Chegados ao final de 2022 impõe-se uma reflexão e balanço anual a respeito do trabalho ao nível da prevenção e combate da violência doméstica em Portugal.
Em termos de prevenção, apesar do investimento de políticas públicas ao nível de ações de sensibilização e formações de profissionais, continuamos a ter um deficit muito grande de trabalho preventivo ao nível das escolas e no setor da saúde.
Reconhecendo-se a existência de ações de sensibilização nas escolas sobre a temática da violência doméstica e da inclusão da disciplina de cidadania, persistimos em não incluir nos currículos escolares das questões não estereotipadas de género, da resolução não violenta de conflitos, do direito à integridade pessoal e do direito à igualdade e não discriminação. Enquanto assim não acontecer estaremos sempre a permitir que as crianças e jovens encarem estas questões sem qualquer seriedade, propiciando a perpetuação de valores patriarcais e machistas que conduzem à violência doméstica praticada contra as mulheres mediante a réplica de comportamentos abusivos que muitas vezes as crianças e jovens auscultam nos seus progenitores.
Ao nível da saúde, continuam a não existir equipas preventivas especializadas que saibam e consigam evitar a instalação da violência doméstica no seio familiar. Ora, a Lei nº 112/2009, de 16 de setembro, já alude a essas equipas como forma de prevenir o fenómeno da Violência doméstica sem que até hoje o Estado tenha feito um investimento sério no sentido de implementar estas equipas ao nível do território nacional com as inevitáveis consequências ao nível dos casos de violência doméstica instalados.

****************************************

§ **Requisitos do exercício**
(a) Responda, com base no excerto, às seguintes perguntas:
(i) No final de que ano se faz o balanço anual referido?
(ii) Em que dois setores se aponta um défice muito grande de trabalho preventivo?
(iii) Que lei já alude às equipas preventivas especializadas?
(b) Cite do excerto a passagem que começa nas palavras "Chegados ao final" e termina depois das palavras "setor da saúde.".

§ **Dados recolhidos**
****************************************

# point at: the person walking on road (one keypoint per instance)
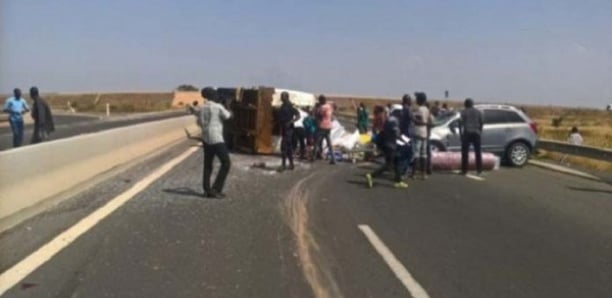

****************************************

§ **Respostas ao exercício**
(a)
(i) 2022.
(ii) Nas escolas e no setor da saúde.
(iii) A Lei nº 112/2009, de 16 de setembro.

(b)
Chegados ao final de 2022 impõe-se uma reflexão e balanço anual a respeito do trabalho ao nível da prevenção e combate da violência doméstica em Portugal.
Em termos de prevenção, apesar do investimento de políticas públicas ao nível de ações de sensibilização e formações de profissionais, continuamos a ter um deficit muito grande de trabalho preventivo ao nível das escolas e no setor da saúde.